Directives
1. Answer these questions using the text on OHL rivalries, one line each:
(a) In what month and year did the Guelph Storm hire Dave Barr?
(b) What points total did London set as a record in the season Barr calls "last year"?
(c) How many OHL championships have the Oshawa Generals won?
2. Summarize the text on OHL rivalries in two sentences.
3. Carry on the text on OHL rivalries from the point where it stops.

Text shown
===

OHL: Guelph Storm vs. London Knights

After former NHLer Dave Barr was hired by the Guelph Storm in July 2003, this highly competitive coach and GM learned quickly about the importance of beating the London Knights. Things got particularly interesting between these two Midwest Division foes from 2003-04 onward.

“My first year here, London set a record for OHL points with 110, and we were right behind them with 103,” Barr recalled. “We met in the Western Conference finals, and that was a tremendous series. We won it in Game Seven and moved on to win the league and play in the Memorial Cup. Last year, London had one of those Dream Team-type years and set another points record [120]. But we were very competitive with the Knights all year, despite being in a rebuilding phase, and we played them to a 0-0 tie in the game where they set the record for the longest undefeated streak.”

World Junior gold medalists like Guelph’s Ryan Parent and London’s David Bolland are showing leadership this year. How will things shake out if these clubs meet for the third consecutive season in the playoffs?

“We have some strengths they don’t have, and they have some strengths we don’t have,” said Barr. “We match up quite well. Goaltending is very good on both teams. Our defence is maybe a bit more experienced than theirs is. They have maybe two or three very high-end forwards, where we might have one or two. If we do play them, I suspect it’ll be a six- or seven-game series.”

OHL: Oshawa Generals vs. Peterborough Petes

With four Memorial Cups, 12 OHL championships, and more than 150 NHL graduates from Bobby Orr to Eric Lindros, the Oshawa Generals take justifiable pride in their history. But the Peterborough Petes, winners of the 1979 Memorial Cup and eight OHL titles, have also produced more than 150 NHLers, including the likes of Bob Gainey and Steve Yzerman.

===

Information supplied
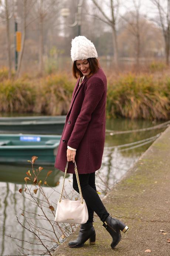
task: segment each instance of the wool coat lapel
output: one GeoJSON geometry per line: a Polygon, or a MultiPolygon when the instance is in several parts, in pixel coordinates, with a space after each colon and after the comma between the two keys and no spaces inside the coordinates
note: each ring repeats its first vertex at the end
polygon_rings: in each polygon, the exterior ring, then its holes
{"type": "Polygon", "coordinates": [[[67,115],[69,115],[69,114],[70,114],[71,111],[71,109],[72,109],[72,106],[73,105],[73,104],[74,103],[74,102],[75,101],[75,99],[76,98],[76,97],[77,96],[77,95],[80,91],[80,89],[82,88],[82,86],[83,86],[83,85],[84,85],[85,82],[86,81],[86,80],[88,79],[88,78],[85,77],[84,79],[83,79],[83,81],[82,82],[81,84],[79,86],[79,82],[80,81],[80,79],[78,79],[78,81],[77,82],[77,83],[76,84],[76,85],[75,86],[75,90],[74,90],[74,91],[73,92],[73,96],[72,96],[72,100],[71,101],[71,105],[70,106],[70,109],[68,111],[68,113],[67,113],[67,115]]]}
{"type": "MultiPolygon", "coordinates": [[[[65,172],[67,145],[76,149],[75,161],[80,174],[100,168],[105,140],[107,82],[101,69],[90,78],[79,79],[58,149],[55,166],[65,172]]],[[[67,173],[74,173],[72,162],[67,173]]]]}

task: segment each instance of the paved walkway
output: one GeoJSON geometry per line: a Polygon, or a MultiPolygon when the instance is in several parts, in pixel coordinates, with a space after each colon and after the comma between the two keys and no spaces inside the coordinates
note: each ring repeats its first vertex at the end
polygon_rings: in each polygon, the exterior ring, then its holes
{"type": "Polygon", "coordinates": [[[111,237],[96,216],[95,245],[87,241],[70,248],[68,241],[75,239],[78,230],[53,256],[170,256],[170,127],[103,201],[111,216],[129,227],[117,246],[111,249],[111,237]]]}

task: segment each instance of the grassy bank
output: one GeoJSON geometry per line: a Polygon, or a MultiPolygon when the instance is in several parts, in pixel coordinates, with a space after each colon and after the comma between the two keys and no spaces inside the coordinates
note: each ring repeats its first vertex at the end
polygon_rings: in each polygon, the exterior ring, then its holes
{"type": "MultiPolygon", "coordinates": [[[[67,114],[75,81],[66,74],[9,80],[0,71],[0,112],[67,114]]],[[[108,118],[167,119],[170,116],[170,76],[162,74],[120,73],[108,78],[108,118]]]]}

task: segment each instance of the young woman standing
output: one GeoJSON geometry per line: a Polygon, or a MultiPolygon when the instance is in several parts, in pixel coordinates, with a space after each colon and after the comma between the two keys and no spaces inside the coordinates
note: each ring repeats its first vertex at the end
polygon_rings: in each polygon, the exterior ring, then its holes
{"type": "Polygon", "coordinates": [[[93,225],[95,211],[111,235],[111,246],[113,248],[120,240],[120,230],[125,233],[128,227],[110,216],[96,191],[95,184],[95,172],[101,166],[105,140],[106,79],[99,66],[94,45],[85,36],[80,36],[72,40],[71,56],[73,75],[78,80],[55,167],[64,172],[67,161],[70,162],[67,172],[73,174],[73,187],[79,193],[74,172],[75,159],[89,219],[81,225],[77,239],[68,244],[70,247],[81,247],[88,239],[90,244],[95,243],[93,225]]]}

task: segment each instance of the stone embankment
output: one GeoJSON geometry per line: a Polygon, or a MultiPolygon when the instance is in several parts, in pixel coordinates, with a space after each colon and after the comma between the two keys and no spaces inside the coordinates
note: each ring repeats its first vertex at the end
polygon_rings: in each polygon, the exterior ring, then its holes
{"type": "Polygon", "coordinates": [[[111,237],[96,216],[95,245],[87,241],[70,248],[68,242],[78,229],[53,256],[170,256],[170,127],[103,201],[112,216],[129,227],[117,246],[111,248],[111,237]]]}

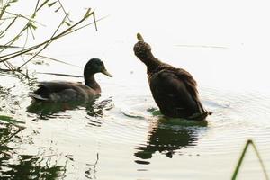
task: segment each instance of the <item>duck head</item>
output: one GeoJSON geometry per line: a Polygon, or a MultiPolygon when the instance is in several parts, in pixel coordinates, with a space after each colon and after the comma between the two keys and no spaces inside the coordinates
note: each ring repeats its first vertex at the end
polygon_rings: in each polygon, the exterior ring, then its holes
{"type": "Polygon", "coordinates": [[[146,43],[140,33],[137,33],[138,42],[134,45],[133,50],[138,58],[146,63],[153,58],[151,46],[146,43]]]}
{"type": "Polygon", "coordinates": [[[99,58],[91,58],[85,67],[85,78],[94,76],[95,73],[103,73],[110,77],[112,76],[106,70],[104,62],[99,58]]]}

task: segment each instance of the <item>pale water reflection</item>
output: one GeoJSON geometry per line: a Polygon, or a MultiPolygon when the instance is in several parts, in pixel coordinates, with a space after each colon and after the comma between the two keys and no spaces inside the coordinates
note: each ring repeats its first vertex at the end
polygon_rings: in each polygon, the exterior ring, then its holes
{"type": "MultiPolygon", "coordinates": [[[[48,111],[40,105],[27,111],[29,93],[37,81],[83,79],[44,74],[34,74],[37,79],[1,76],[1,114],[25,122],[26,127],[1,144],[1,176],[225,180],[230,179],[248,139],[256,144],[269,172],[266,1],[62,3],[75,9],[70,12],[75,17],[84,14],[81,10],[86,7],[94,7],[97,18],[109,17],[99,22],[98,32],[94,27],[78,32],[52,43],[43,55],[78,67],[100,58],[114,77],[97,75],[103,93],[93,104],[49,106],[48,111]],[[202,104],[213,112],[205,124],[164,121],[157,113],[145,67],[132,51],[137,32],[152,45],[158,58],[194,75],[202,104]]],[[[51,35],[47,30],[57,23],[52,13],[40,17],[50,26],[39,27],[36,40],[51,35]]],[[[82,68],[54,61],[30,64],[29,68],[82,76],[82,68]]],[[[1,141],[17,130],[4,123],[0,126],[1,141]]],[[[252,150],[238,178],[264,179],[252,150]]]]}

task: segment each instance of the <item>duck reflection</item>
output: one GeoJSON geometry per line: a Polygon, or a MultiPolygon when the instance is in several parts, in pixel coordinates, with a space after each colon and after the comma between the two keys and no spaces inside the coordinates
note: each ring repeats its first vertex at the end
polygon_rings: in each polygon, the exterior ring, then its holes
{"type": "MultiPolygon", "coordinates": [[[[156,152],[172,158],[173,155],[181,148],[196,146],[199,134],[207,126],[207,122],[193,122],[164,120],[153,122],[148,131],[148,141],[141,145],[135,157],[140,159],[150,159],[156,152]]],[[[136,160],[138,164],[149,162],[136,160]]]]}
{"type": "Polygon", "coordinates": [[[33,102],[27,107],[27,112],[39,115],[40,119],[53,117],[54,114],[69,110],[86,108],[87,115],[91,117],[102,117],[104,110],[113,107],[111,98],[100,101],[94,99],[91,102],[68,102],[68,103],[50,103],[50,102],[33,102]]]}
{"type": "Polygon", "coordinates": [[[11,124],[0,123],[0,179],[58,179],[64,177],[66,166],[60,166],[51,157],[19,155],[11,148],[18,137],[10,138],[14,133],[11,124]]]}

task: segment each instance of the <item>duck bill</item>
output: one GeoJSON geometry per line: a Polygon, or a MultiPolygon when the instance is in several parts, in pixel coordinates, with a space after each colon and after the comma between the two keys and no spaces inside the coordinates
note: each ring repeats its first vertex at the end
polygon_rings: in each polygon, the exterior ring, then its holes
{"type": "Polygon", "coordinates": [[[103,70],[101,73],[104,74],[104,75],[106,75],[106,76],[108,76],[110,77],[112,77],[112,76],[106,69],[103,70]]]}

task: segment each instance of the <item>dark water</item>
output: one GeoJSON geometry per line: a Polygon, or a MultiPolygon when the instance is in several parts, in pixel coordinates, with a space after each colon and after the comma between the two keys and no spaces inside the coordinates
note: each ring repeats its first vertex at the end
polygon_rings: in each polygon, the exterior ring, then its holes
{"type": "MultiPolygon", "coordinates": [[[[194,14],[194,4],[176,1],[157,3],[148,14],[150,1],[121,3],[87,4],[96,6],[100,16],[111,15],[100,22],[99,32],[83,31],[44,51],[79,67],[101,58],[113,78],[97,75],[103,93],[94,102],[31,103],[29,93],[37,81],[83,81],[40,73],[81,76],[80,68],[45,60],[29,65],[32,79],[1,74],[0,115],[22,122],[0,121],[1,179],[225,180],[231,178],[248,140],[256,143],[269,174],[269,31],[259,31],[268,29],[256,21],[266,22],[269,15],[262,12],[268,10],[258,4],[243,8],[234,1],[221,6],[204,1],[194,14]],[[251,15],[253,8],[259,14],[251,15]],[[252,22],[259,28],[250,27],[252,22]],[[112,33],[112,27],[118,31],[112,33]],[[138,32],[157,57],[194,75],[202,104],[213,112],[207,121],[168,120],[159,113],[145,67],[132,52],[138,32]]],[[[42,27],[37,37],[46,35],[42,27]]],[[[238,179],[264,178],[249,148],[238,179]]]]}

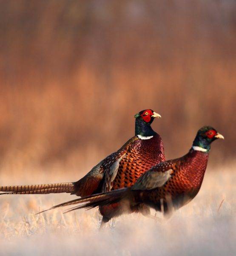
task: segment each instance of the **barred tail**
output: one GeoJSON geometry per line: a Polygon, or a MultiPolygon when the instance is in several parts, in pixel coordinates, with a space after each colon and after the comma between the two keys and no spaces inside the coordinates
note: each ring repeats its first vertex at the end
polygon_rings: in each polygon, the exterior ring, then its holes
{"type": "Polygon", "coordinates": [[[0,195],[17,194],[49,194],[50,193],[72,193],[74,192],[73,182],[0,186],[0,195]]]}
{"type": "Polygon", "coordinates": [[[105,205],[118,203],[122,199],[128,197],[131,191],[130,188],[125,188],[116,190],[112,190],[108,192],[104,192],[99,194],[96,194],[92,195],[89,195],[77,199],[68,201],[65,203],[60,204],[54,206],[51,208],[42,211],[37,213],[41,213],[49,210],[55,208],[62,207],[63,206],[68,206],[73,204],[77,204],[85,203],[84,204],[80,206],[77,206],[68,209],[65,212],[68,212],[74,210],[86,208],[88,209],[99,207],[101,205],[105,205]]]}

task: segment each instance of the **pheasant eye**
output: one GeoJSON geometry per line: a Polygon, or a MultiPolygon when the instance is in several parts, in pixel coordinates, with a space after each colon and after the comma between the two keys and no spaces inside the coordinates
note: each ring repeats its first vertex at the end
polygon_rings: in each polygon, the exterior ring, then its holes
{"type": "Polygon", "coordinates": [[[206,135],[209,138],[213,138],[216,134],[216,132],[212,130],[210,130],[205,133],[206,135]]]}

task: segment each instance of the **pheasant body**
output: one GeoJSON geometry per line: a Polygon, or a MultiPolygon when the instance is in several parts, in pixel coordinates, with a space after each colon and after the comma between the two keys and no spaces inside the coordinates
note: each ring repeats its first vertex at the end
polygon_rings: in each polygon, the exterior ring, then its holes
{"type": "Polygon", "coordinates": [[[68,212],[119,203],[121,206],[117,215],[123,212],[136,211],[142,206],[163,210],[165,213],[171,212],[186,204],[197,194],[207,167],[210,144],[217,139],[224,137],[212,127],[203,126],[198,131],[192,148],[186,155],[153,166],[132,186],[67,202],[51,209],[85,203],[68,212]]]}
{"type": "Polygon", "coordinates": [[[199,191],[208,156],[208,153],[191,149],[180,158],[167,161],[153,167],[151,170],[154,172],[161,172],[162,166],[165,171],[169,168],[171,177],[163,186],[144,191],[139,200],[160,211],[162,199],[164,212],[168,211],[168,204],[172,204],[175,209],[183,206],[199,191]],[[168,201],[170,200],[171,202],[168,201]]]}
{"type": "Polygon", "coordinates": [[[143,173],[165,160],[164,146],[159,134],[149,140],[135,140],[119,162],[111,190],[133,186],[143,173]]]}

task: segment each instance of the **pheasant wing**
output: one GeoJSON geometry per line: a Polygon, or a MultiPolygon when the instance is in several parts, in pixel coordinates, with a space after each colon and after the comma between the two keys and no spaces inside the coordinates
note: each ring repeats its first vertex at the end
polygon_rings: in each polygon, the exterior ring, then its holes
{"type": "Polygon", "coordinates": [[[160,187],[171,177],[175,169],[171,160],[152,167],[142,175],[132,187],[132,190],[146,190],[160,187]]]}

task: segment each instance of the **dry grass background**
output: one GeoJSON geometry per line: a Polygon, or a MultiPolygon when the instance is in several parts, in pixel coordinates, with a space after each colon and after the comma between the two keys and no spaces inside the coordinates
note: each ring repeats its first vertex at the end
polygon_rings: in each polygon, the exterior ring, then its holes
{"type": "Polygon", "coordinates": [[[0,197],[0,254],[233,255],[235,1],[0,4],[1,185],[78,180],[133,136],[147,108],[162,116],[153,126],[168,159],[203,125],[225,138],[200,194],[164,224],[123,216],[100,235],[96,211],[31,214],[68,195],[0,197]]]}
{"type": "MultiPolygon", "coordinates": [[[[74,196],[1,196],[0,254],[233,256],[236,252],[234,170],[233,165],[224,171],[208,170],[196,197],[168,220],[123,215],[100,232],[97,209],[63,215],[60,209],[34,215],[40,206],[45,209],[74,196]]],[[[9,180],[8,176],[3,178],[9,180]]]]}

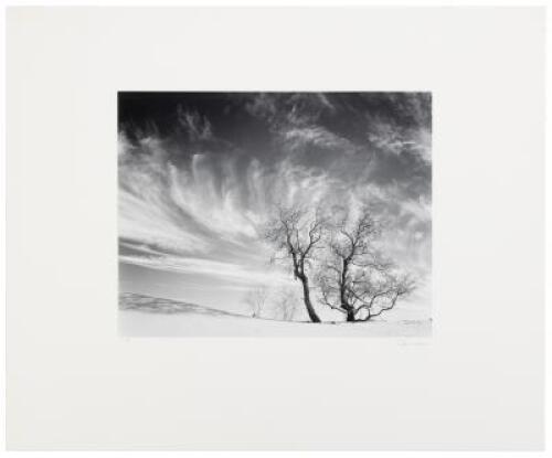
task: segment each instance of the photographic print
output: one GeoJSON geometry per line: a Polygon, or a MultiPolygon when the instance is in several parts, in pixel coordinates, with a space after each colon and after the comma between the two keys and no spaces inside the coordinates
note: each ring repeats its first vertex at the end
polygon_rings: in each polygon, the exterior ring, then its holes
{"type": "Polygon", "coordinates": [[[431,93],[118,94],[121,335],[429,337],[431,93]]]}

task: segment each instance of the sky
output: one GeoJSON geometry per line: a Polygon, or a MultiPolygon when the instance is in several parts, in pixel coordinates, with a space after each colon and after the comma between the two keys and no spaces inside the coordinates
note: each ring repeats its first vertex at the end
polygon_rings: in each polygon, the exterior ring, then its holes
{"type": "Polygon", "coordinates": [[[429,317],[431,107],[429,93],[119,93],[120,291],[246,313],[252,290],[300,289],[259,236],[276,204],[368,203],[417,283],[389,313],[429,317]]]}

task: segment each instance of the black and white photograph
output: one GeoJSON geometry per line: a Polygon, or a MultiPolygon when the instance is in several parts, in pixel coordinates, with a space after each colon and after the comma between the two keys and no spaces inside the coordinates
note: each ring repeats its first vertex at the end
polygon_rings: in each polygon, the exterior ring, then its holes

===

Per-task answers
1.
(a) July 2003
(b) 120
(c) 12

2. After Dave Barr became Guelph's coach and GM in July 2003, the Storm became close rivals of the London Knights, beating them in Game Seven of the Western Conference finals, and Barr expects a six- or seven-game series if the clubs meet in the playoffs again. The text then turns to the Oshawa Generals and Peterborough Petes, two clubs with long histories of championships and more than 150 NHL graduates each.

3.
Recently, Peterborough Examiner editor Ed Arnold upped the ante by writing a book about his native city entitled Hockey Town: Life Before the Pros.

“When the league had fewer teams, the two teams played more often, but the real intensity comes within the communities,” said Arnold. “The children grow up playing against each other in all-star games for most sports from hockey to baseball, lacrosse and soccer. Players who arrive in Peterborough to play for the Petes taste it immediately.”

It doesn’t matter what decade you’re talking about. “There were some heated battles,” said Toronto enforcer Tie Domi of his 1986-89 stint with Peterborough. “I don’t think there was a person in the building that liked me when we went to Oshawa! That made it that much more fun.”

“It was easy to get up for those games because there was such an emotional drive behind them,” said Vancouver’s Bryan Allen, who played defence for Oshawa from 1996 to 1999. “Between the two teams, it was a pride thing. The rivalry always was there and always will be there.”

Occasionally, emotions spill over. The Evans brothers (Paul, Mark, Doug, and Kevin) were despised in Oshawa when they played for Peterborough in the 70’s and 80’s. On one occasion Doug, a future 355-game NHLer, was involved in a pre-game brawl where the police intervened. In 1997, Oshawa coach Bill Stewart ordered his players not to shake hands with the Petes after eliminating them from the playoffs.

Still, the two blue-collar communities maintain respect for each other. Some 1,500 Peterborough workers are employed at the General Motors plant in Oshawa, just 45 minutes away by car. Peterborough fans are thrilled by the success of Eric Staal with Carolina this season, while their Oshawa counterparts relish the progress of Nathan Horton with Florida.

This may be one of hockey’s oldest rivalries, but it never gets old.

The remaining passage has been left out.